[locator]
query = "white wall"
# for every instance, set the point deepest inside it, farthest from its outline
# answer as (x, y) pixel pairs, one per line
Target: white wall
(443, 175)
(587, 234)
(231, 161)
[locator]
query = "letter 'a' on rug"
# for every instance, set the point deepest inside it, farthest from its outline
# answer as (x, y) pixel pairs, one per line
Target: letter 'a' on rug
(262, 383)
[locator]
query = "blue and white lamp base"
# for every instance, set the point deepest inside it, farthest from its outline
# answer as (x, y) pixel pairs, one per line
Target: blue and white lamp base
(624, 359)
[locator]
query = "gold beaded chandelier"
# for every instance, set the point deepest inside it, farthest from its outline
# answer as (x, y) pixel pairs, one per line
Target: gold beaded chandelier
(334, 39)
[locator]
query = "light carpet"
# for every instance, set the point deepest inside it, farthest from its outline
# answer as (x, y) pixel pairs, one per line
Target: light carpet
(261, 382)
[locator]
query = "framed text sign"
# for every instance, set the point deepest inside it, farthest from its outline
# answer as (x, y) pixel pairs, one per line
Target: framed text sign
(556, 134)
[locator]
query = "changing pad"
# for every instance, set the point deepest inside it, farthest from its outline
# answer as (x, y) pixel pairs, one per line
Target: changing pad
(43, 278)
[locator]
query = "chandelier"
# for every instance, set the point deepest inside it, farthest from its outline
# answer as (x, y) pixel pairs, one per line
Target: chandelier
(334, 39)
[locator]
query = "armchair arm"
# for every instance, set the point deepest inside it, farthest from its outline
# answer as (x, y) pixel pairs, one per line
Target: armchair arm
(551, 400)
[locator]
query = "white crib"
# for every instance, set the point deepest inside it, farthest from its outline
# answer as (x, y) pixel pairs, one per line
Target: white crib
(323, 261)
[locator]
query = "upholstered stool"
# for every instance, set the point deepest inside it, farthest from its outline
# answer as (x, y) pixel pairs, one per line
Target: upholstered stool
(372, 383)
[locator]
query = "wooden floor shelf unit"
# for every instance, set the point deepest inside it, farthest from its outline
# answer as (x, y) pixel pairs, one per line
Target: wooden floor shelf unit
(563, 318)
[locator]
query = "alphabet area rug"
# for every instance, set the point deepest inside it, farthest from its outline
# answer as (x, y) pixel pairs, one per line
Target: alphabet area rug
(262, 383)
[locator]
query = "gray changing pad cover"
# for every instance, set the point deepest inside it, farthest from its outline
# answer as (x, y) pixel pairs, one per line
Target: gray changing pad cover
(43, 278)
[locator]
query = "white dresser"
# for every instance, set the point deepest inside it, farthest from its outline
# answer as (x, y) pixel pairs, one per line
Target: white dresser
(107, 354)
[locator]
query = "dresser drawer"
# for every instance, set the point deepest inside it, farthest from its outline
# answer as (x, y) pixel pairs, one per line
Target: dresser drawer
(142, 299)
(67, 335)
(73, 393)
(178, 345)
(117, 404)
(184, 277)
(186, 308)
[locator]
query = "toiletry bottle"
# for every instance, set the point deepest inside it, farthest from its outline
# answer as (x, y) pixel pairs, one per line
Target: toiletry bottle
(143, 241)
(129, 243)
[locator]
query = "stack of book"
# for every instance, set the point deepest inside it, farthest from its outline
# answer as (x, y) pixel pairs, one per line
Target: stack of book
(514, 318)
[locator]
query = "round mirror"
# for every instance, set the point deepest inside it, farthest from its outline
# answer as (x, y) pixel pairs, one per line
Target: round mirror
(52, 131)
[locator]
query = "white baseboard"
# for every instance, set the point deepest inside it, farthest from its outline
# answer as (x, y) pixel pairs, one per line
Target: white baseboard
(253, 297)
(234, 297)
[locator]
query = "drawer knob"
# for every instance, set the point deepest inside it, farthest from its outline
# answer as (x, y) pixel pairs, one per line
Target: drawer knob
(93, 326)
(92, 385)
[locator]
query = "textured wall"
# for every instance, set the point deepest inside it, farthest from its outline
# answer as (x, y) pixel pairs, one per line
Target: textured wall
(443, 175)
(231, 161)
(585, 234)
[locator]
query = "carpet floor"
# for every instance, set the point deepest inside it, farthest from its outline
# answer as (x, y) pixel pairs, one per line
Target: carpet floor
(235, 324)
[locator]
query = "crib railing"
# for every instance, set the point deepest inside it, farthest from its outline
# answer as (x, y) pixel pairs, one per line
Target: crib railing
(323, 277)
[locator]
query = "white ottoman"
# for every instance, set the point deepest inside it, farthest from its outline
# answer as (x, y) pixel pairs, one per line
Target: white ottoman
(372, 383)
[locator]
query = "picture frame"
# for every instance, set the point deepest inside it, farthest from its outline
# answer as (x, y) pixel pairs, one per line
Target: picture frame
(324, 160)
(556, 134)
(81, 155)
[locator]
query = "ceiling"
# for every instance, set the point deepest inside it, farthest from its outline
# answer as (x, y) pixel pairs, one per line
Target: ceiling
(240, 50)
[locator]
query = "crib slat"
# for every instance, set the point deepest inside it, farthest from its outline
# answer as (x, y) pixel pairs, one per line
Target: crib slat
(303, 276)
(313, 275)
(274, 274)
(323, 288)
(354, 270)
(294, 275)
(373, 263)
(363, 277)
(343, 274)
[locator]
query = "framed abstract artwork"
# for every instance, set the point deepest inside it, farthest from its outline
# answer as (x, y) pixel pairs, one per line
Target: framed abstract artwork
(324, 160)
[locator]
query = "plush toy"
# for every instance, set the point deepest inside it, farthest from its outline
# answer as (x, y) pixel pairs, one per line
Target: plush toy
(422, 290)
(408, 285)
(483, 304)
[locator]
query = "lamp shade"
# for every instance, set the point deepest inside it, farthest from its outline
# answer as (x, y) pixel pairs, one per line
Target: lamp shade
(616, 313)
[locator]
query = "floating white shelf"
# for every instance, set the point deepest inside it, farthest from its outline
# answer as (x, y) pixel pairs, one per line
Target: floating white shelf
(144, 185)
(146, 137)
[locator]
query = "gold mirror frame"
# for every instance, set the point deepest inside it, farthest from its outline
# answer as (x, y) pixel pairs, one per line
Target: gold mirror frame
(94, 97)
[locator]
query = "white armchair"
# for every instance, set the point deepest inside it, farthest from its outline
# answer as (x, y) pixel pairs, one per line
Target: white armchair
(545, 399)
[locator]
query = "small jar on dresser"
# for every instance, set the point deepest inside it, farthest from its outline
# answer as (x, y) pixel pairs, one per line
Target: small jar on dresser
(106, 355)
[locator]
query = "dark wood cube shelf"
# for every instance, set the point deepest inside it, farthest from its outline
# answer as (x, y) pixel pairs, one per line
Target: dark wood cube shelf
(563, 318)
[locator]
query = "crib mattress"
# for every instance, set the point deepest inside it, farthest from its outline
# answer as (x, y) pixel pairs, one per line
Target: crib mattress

■ ■ ■ ■

Task instructions >>
Your answer should be all of the records, transcribed exactly.

Result of the exercise >>
[locator]
query = "white wall"
# for every instance, set the point deepest inside it, farthest from its outline
# answer as (x, y) pixel pairs, one per line
Target: white wall
(443, 175)
(587, 234)
(231, 161)
[locator]
query = "letter 'a' on rug"
# for every instance, set the point deepest inside it, farthest from its outline
# answer as (x, y) pixel pairs, one per line
Target: letter 'a' on rug
(262, 383)
[locator]
query = "blue and white lamp base"
# for every instance, set the point deepest inside it, farthest from its outline
# answer as (x, y) pixel pairs, one per line
Target: blue and white lamp base
(624, 359)
[locator]
query = "gold beaded chandelier"
# for every instance, set the point deepest inside it, farthest from its outline
# answer as (x, y) pixel pairs, one per line
Target: gold beaded chandelier
(334, 39)
[locator]
query = "light carpet"
# for every instance, set the point deepest inside it, farthest from its outline
# answer as (x, y) pixel pairs, one per line
Target: light carpet
(261, 382)
[locator]
query = "framed text sign"
# for every instance, set the point deepest inside it, farthest from its outline
# answer as (x, y) pixel pairs, one per line
Target: framed text sign
(556, 134)
[locator]
query = "changing pad"
# for every instance, set the point deepest inside it, farthest from its outline
# answer as (x, y) pixel pairs, one per line
Target: changing pad
(43, 278)
[locator]
query = "chandelier"
# for every instance, set the point deepest inside it, farthest from its outline
# answer as (x, y) pixel pairs, one per line
Target: chandelier
(334, 39)
[locator]
query = "armchair arm"
# for every instance, set the point deepest inside it, farthest from its outline
# answer as (x, y) pixel pairs, one per line
Target: armchair arm
(551, 400)
[locator]
query = "white crib"
# for every instance, set the point deepest inside it, farthest from its outline
# answer as (x, y) pixel pairs, one per line
Target: white crib
(323, 261)
[locator]
query = "upholstered stool"
# for every instance, set the point deepest inside it, farthest from its outline
# answer as (x, y) pixel pairs, one per line
Target: upholstered stool
(372, 383)
[locator]
query = "wooden floor shelf unit"
# for every instance, set the point deepest inside it, farthest from its outline
# answer as (x, y) pixel pairs, one per line
Target: wooden floor shelf unit
(563, 318)
[locator]
query = "alphabet area rug"
# for every instance, set the point deepest inside it, farthest from its outline
# answer as (x, y) pixel pairs, one per line
Target: alphabet area rug
(262, 383)
[locator]
query = "gray changing pad cover"
# for every instance, set the point deepest inside it, farthest from its outline
# answer as (x, y) pixel pairs, one per line
Target: gray changing pad cover
(43, 278)
[locator]
query = "white dresser"
# for every instance, set the point deepest inside it, farthest from its outline
# answer as (x, y) pixel pairs, one per line
Target: white dresser
(107, 354)
[locator]
query = "dresser drawer"
# for every instance, set the point deepest inside it, farthest from its outline
# answer as (x, y) pixel pairs, one per line
Target: dresser drawer
(142, 299)
(67, 335)
(73, 393)
(178, 345)
(117, 404)
(184, 277)
(186, 308)
[locator]
query = "toiletry bottle"
# for every instance, set the point deepest inside it, farthest from its outline
# answer as (x, y) pixel pairs, one per line
Target: toiletry bottle
(143, 241)
(129, 243)
[locator]
query = "stack of book"
# for every instance, set the point deepest inside it, farthest from its outline
# answer as (x, y) pixel pairs, one per line
Target: stack of book
(514, 318)
[locator]
query = "round mirror"
# for every instance, set the point deepest inside it, farthest from its outline
# answer as (x, y) pixel pairs, one per line
Target: round mirror
(52, 131)
[locator]
query = "white baseboard"
# for every instance, set the point deepest inside it, farthest from its outline
# answer as (x, y) pixel pairs, one per line
Target: white baseboard
(253, 297)
(234, 297)
[locator]
query = "drawer knob"
# for every instance, set the point deepest inside it, farthest from its outline
# answer as (x, y) pixel pairs, one per line
Target: drawer knob
(93, 326)
(92, 385)
[locator]
query = "textured wall"
# for every instance, set the point deepest inside it, farthest from its outline
# answer as (x, y) pixel pairs, one per line
Target: textured wall
(443, 175)
(231, 161)
(585, 234)
[locator]
query = "carpet floor"
# for every instance, set the point deepest inside it, farthest from its outline
# answer as (x, y) pixel pairs, one per line
Target: carpet floor
(235, 324)
[locator]
query = "crib railing"
# for every instance, set the point deepest inside it, farthest from its outline
# answer as (x, y) pixel pairs, one per line
Target: crib railing
(323, 277)
[locator]
query = "white ottoman"
# for every instance, set the point deepest inside it, farthest from its outline
# answer as (x, y) pixel pairs, one per line
Target: white ottoman
(372, 383)
[locator]
query = "picture frame"
# for every instance, set the point deepest inside it, farthest from its outline
# answer as (x, y) pixel pairs, one per line
Target: picture frame
(324, 160)
(556, 134)
(81, 155)
[locator]
query = "ceiling"
# for every instance, set the point deepest inside it, farthest from its outline
# answer as (x, y) pixel pairs, one per line
Target: ceiling
(240, 50)
[locator]
query = "crib slat"
# for every instance, set the point deepest inside it, farthest from its outline
# answer as (x, y) pixel pairs, one per line
Target: crib slat
(303, 276)
(313, 275)
(274, 274)
(323, 288)
(354, 270)
(294, 275)
(373, 263)
(363, 277)
(343, 274)
[locator]
query = "framed abstract artwork"
# for every instance, set the point deepest inside it, farthest from its outline
# answer as (x, y) pixel pairs, one per line
Target: framed abstract artwork
(324, 160)
[locator]
query = "plush toy"
# for every instance, set the point deepest inside it, farthest from its outline
# answer as (x, y) pixel pairs, one per line
Target: plush toy
(422, 290)
(408, 285)
(483, 304)
[locator]
query = "lamp shade"
# for every instance, set the point deepest inside it, farthest from its outline
# answer as (x, y) pixel pairs, one per line
Target: lamp shade
(616, 313)
[locator]
query = "floating white shelf"
# for every instance, set the point deepest inside it, farthest from its outline
# answer as (x, y) pixel pairs, one per line
Target: floating white shelf
(144, 185)
(146, 137)
[locator]
query = "gold mirror frame"
# for every instance, set the point deepest inside it, farthest from its outline
# answer as (x, y) pixel pairs, one per line
Target: gold mirror frame
(94, 97)
[locator]
query = "white armchair"
# for every instance, set the point deepest inside it, farthest from its outline
# answer as (x, y) pixel pairs, one per line
Target: white armchair
(545, 399)
[locator]
query = "small jar on dresser"
# for every instance, set the point deepest inside it, farthest from its outline
# answer as (x, y) pixel pairs, one per line
Target: small jar on dresser
(106, 355)
[locator]
query = "dark wood cube shelf"
# for every instance, set the point deepest inside it, farthest from its outline
# answer as (x, y) pixel pairs, one per line
Target: dark wood cube shelf
(563, 318)
[locator]
query = "crib mattress"
# for every instance, set the point deepest inside it, farthest from its outline
# answer as (x, y) pixel pairs, one per line
Target: crib mattress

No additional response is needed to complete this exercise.